◆ **Task objective**
Restate the whole listing exactly.

[Pointing and labeling entries]
◇ ◇ ◇ ◇ ◇ ◇ ◇
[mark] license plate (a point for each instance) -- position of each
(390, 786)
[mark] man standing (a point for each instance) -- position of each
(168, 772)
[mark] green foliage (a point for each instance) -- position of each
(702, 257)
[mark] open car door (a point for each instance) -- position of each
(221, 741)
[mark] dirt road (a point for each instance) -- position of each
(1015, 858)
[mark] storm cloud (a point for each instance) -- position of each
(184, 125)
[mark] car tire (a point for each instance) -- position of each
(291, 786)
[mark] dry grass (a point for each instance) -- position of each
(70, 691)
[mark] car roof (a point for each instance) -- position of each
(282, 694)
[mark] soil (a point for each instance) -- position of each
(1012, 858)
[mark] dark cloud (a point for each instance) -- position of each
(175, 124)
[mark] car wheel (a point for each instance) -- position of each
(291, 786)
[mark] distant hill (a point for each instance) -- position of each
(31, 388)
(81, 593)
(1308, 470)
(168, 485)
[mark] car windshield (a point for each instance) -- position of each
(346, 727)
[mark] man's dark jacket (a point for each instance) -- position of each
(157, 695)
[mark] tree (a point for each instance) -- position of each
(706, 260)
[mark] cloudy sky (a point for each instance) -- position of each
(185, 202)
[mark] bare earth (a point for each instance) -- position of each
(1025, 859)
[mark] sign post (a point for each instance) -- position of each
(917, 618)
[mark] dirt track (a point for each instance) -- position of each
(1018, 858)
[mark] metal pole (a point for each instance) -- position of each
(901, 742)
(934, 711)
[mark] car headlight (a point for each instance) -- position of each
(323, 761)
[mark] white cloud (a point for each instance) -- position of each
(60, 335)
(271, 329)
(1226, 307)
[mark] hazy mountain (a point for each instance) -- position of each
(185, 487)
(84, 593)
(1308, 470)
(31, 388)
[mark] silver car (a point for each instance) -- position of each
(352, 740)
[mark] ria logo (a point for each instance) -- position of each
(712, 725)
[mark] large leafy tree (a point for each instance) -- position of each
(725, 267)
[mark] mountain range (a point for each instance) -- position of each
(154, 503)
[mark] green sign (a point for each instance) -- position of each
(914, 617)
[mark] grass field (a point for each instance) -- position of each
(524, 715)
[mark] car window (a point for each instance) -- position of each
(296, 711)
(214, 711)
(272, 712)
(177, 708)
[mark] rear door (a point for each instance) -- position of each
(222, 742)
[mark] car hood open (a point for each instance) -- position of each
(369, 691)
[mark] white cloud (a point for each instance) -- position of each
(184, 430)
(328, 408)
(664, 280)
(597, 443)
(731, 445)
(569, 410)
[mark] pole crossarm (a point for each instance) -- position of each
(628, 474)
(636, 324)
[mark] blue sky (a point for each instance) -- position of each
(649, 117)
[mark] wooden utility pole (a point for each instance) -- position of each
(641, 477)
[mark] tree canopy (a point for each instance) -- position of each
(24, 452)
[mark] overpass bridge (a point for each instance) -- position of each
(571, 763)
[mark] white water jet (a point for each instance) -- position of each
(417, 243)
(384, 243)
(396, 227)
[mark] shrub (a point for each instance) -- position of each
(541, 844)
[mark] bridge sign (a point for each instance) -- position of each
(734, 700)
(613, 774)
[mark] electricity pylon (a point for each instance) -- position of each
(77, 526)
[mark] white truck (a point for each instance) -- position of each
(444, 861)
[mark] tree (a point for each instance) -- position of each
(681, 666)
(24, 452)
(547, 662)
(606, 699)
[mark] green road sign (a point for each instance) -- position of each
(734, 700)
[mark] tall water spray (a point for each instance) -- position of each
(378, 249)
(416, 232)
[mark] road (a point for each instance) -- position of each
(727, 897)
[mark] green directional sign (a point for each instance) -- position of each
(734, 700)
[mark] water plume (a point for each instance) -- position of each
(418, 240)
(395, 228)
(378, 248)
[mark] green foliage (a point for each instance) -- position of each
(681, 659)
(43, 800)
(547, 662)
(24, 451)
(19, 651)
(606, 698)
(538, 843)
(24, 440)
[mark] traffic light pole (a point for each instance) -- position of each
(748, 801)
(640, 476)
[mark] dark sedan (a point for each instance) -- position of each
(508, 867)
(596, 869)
◇ ◇ ◇ ◇ ◇ ◇ ◇
◆ **Expected output**
[mark] license plate (a point for each instance) -- position of each
(390, 786)
[mark] man standing (a point for each instance) -- position of each
(168, 772)
[mark] green foliage (a point for each instance) -- position of each
(702, 257)
[mark] open car door (a point for each instance) -- position of each
(221, 741)
[mark] dirt road (a point for each instance) -- position of each
(1015, 858)
[mark] storm cloud (a point for each instance) -- position of each
(184, 125)
[mark] car tire (a point for each instance) -- position of each
(291, 786)
[mark] dry grass (a point for each instance) -- position of each
(70, 691)
[mark] car roof (a point for each instance) -- position of each
(282, 694)
[mark] soil (a point for each instance) -- position of each
(1012, 858)
[mark] dark cloud (a point for each instance) -- position of each
(175, 124)
[mark] car wheel (a point for each instance) -- position of each
(291, 786)
[mark] distant hill (a point for each instance) -- position of each
(31, 388)
(81, 593)
(1308, 470)
(168, 485)
[mark] car windshield (a point for each instance) -- position of each
(346, 727)
[mark] man's dark jacket (a point for each instance) -- position of each
(157, 695)
[mark] tree (a point for each instance) -- position of each
(706, 260)
[mark] cloudy sky (a point for each instance) -- position of each
(185, 202)
[mark] bare earth (a point for each instance) -- position of each
(1025, 859)
[mark] sign post (a point for each instance) -- position of each
(917, 618)
[mark] dirt track (a point for each instance) -- position of each
(1018, 858)
[mark] metal pole (a point for each instance) -- position of each
(901, 742)
(934, 711)
[mark] car headlight (a point for each instance) -- position of each
(323, 761)
[mark] white cloud (a point for each instance) -- position of each
(60, 335)
(271, 329)
(1226, 307)
[mark] hazy mountain (a point for each instance) -- position of each
(185, 487)
(84, 593)
(1308, 470)
(31, 388)
[mark] silver car (a point for each instance) -- position of each
(352, 740)
[mark] ria logo (a point for each instance) -- position of each
(712, 725)
[mark] large leafy tree (a point for each instance) -- position of each
(725, 267)
[mark] mountain range (a point for each instance) -- position of each
(154, 503)
[mark] green sign (a point for each instance) -- position of each
(914, 617)
[mark] grass field (a point for each instance) -- position of each
(524, 715)
[mark] car window (a point for each instance) -- position of each
(296, 711)
(214, 711)
(272, 712)
(177, 708)
[mark] rear door (a point for each instance) -- position of each
(222, 742)
[mark] car hood open (a point for each instance) -- position of each
(369, 691)
[mark] white cloud (a point for each instance) -- position of each
(184, 430)
(328, 408)
(664, 280)
(597, 443)
(731, 445)
(569, 410)
[mark] pole crossarm (a point for each instance) -- position of each
(628, 474)
(636, 324)
[mark] blue sky (a point for each instance) -- position of each
(649, 117)
[mark] wooden utility pole (a point for each instance) -- position of each
(641, 477)
[mark] tree canopy (a point for each instance) -- position of each
(24, 452)
[mark] overpass bridge (a point for each instance) -- position of each
(571, 763)
[mark] white water jet (a point for each instance) -- position of each
(417, 243)
(384, 243)
(396, 227)
[mark] shrub (a point for each instance) -- position of each
(541, 844)
[mark] bridge sign (a point for each instance) -- position of each
(734, 700)
(613, 774)
[mark] electricity pylon (a point for each instance) -- position of each
(77, 526)
[mark] white truck (a point for each instance) -- position of each
(444, 861)
[mark] tree (a point for each instance) -- position of each
(681, 666)
(24, 452)
(547, 662)
(606, 699)
[mark] green road sign (a point for each instance) -- position of each
(734, 700)
[mark] tall water spray (a point for each instance) -- position of each
(378, 249)
(416, 232)
[mark] road (a point for each instance) -- position of each
(727, 897)
[mark] green directional sign (a point for each instance) -- position of each
(734, 700)
[mark] water plume (a point for each instance) -- position of each
(418, 240)
(395, 228)
(378, 248)
[mark] green foliage (a point for each instance) -- position of each
(681, 659)
(43, 800)
(547, 662)
(24, 451)
(19, 651)
(606, 698)
(538, 843)
(24, 440)
[mark] traffic light pole (a point for each instance) -- position of each
(748, 801)
(640, 476)
[mark] dark sedan (a point for each instance) -- position of each
(508, 867)
(596, 869)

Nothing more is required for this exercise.